What you should do:
All records that follow are to be output exactly.

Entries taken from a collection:
┌──

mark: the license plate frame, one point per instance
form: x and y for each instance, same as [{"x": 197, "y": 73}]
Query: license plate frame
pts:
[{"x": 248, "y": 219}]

└──

Exercise solution:
mark: the license plate frame, one point per instance
form: x and y for each instance, same as [{"x": 197, "y": 73}]
Query: license plate frame
pts:
[{"x": 248, "y": 219}]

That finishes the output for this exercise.